→ **EXERCISES TO COMPLETE**:
[1] Using the article on the film When Knights Were Bold, say whether each statement agrees with it: (a) Jack Raymond directed the film; (b) the whole film was shot at Warwick Castle; (c) a fall from a horse sends Sir Guy back to the 1400s. Answer yes or no for each, and quote the words from the article that decide it.
[2] Write the next part of the article on the film When Knights Were Bold, starting after its final sentence.

When Knights Were Bold is a 1936 British musical comedy film directed by Jack Raymond and starring Jack Buchanan, Fay Wray and Garry Marsh. Songs include "Let's Put the People To Work" sung by Jack Buchanan, "Onward We Go" sung by Buchanan & soldiers' chorus, and "I'm Still Dreaming" sung by Buchanan.

Plot
Sir Guy de Vere inherits his father's estate while serving with the British army in India. He returns home to take up his new role, but is greeted with hostility by his family and servants. After a drunken evening, a bump on the head with a suit of armour sends Sir Guy back to the 1400s and the golden age of chivalry.

Cast
 Jack Buchanan as Sir Guy De Vere
 Fay Wray as Lady Rowena
 Garry Marsh as Brian Ballymoat
 Kate Cutler as Aunt Agatha
 Martita Hunt as Aunt Esther
 Robert Horton as Cousin Bertie
 Aubrey Mather as The Canon
 Aubrey Fitzgerald as Barker, butler
 Robert Nainby as Whittle, the 'boy'
 Moore Marriott as The Tramp
 Charles Paton as The Mayor

Production
The film was made at British and Dominions Elstree Studios by the independent Capitol Film production company. Buchanan had recently left his contract with producer Herbert Wilcox with whom he had enjoyed a number of hit releases. It was based on the 1906 play When Knights Were Bold  by Harriett Jay. The film's sets were designed by the art director Wilfred Arnold. Some scenes were shot on location at Warwick Castle.

→ **INFORMATION PROVIDED**:
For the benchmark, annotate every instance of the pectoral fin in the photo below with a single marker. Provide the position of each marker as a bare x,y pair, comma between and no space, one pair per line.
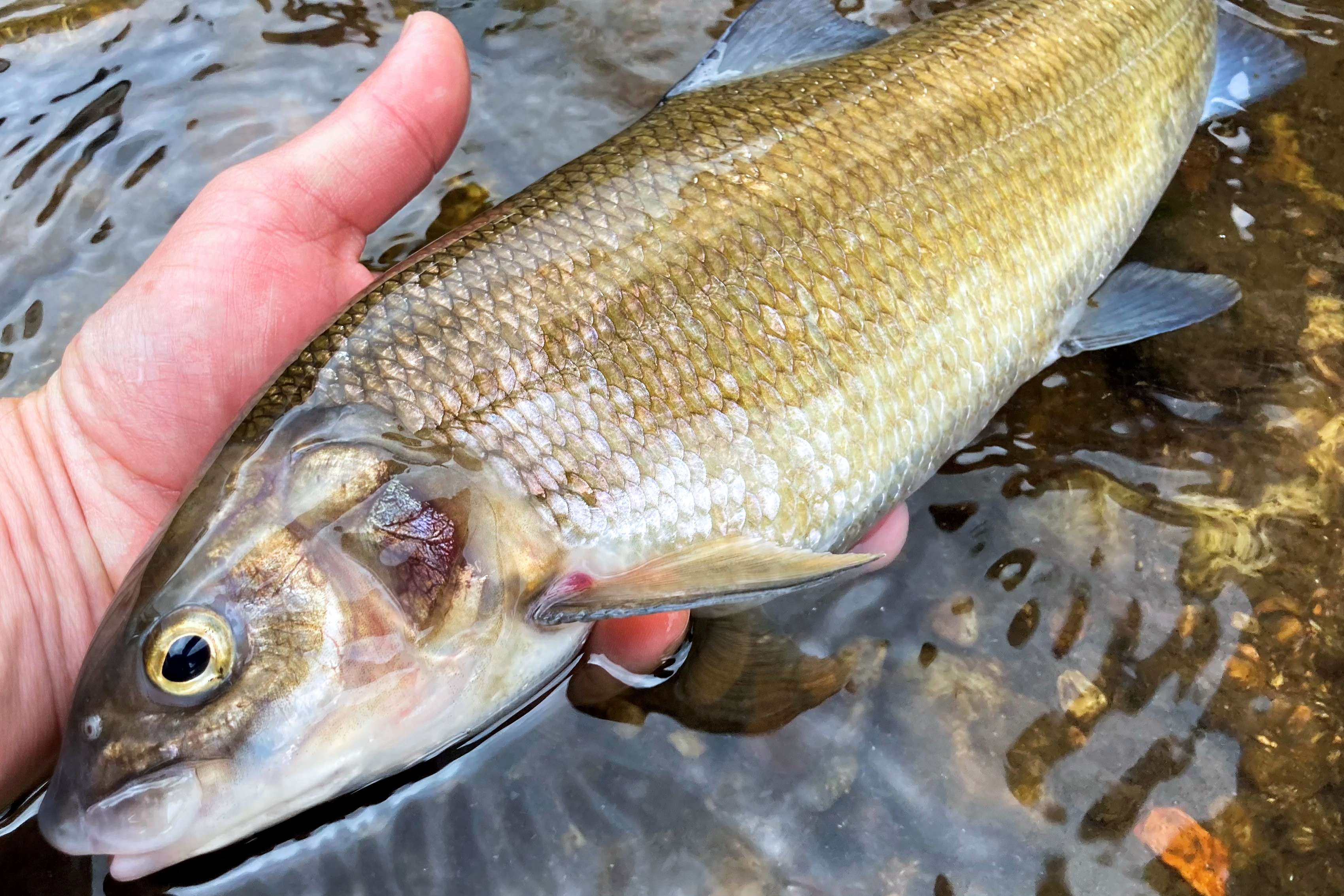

→ **ANSWERS TO THE TASKS**:
[1]
(a) Yes: "directed by Jack Raymond"
(b) No: "Some scenes were shot on location at Warwick Castle."
(c) No: "a bump on the head with a suit of armour sends Sir Guy back to the 1400s"

[2]
Critical reception
In 1936, The Daily Express wrote, "In spite of its laudable effort to put more action into a fairly static play, the film script is a rare triumph of unimaginativeness." In 1942, The New York Times wrote, "it is, to state it briefly, a pointless trifle, a minor vaudeville skit...If the Little Carnegie is anxious to show none but British product, why doesn’t it play in revival some really memorable films? We can think of two dozen British pictures such as The Ghost Goes West, South Riding, To the Victor and Drums, not to mention the Hitchcock classics, which most certainly retain their appeal. Why expose a blunder which had better be forgot?" ; while more recently, TV Guide noted, "it seems that the best British farces come from mocking that land's rather stuffy customs. This picture takes that course and provides pleasing comedy by not taking itself seriously."

References

External links

Bibliography
 Low, Rachael. Filmmaking in 1930s Britain. George Allen & Unwin, 1985.
 Wood, Linda. British Films, 1927-1939. British Film Institute, 1986.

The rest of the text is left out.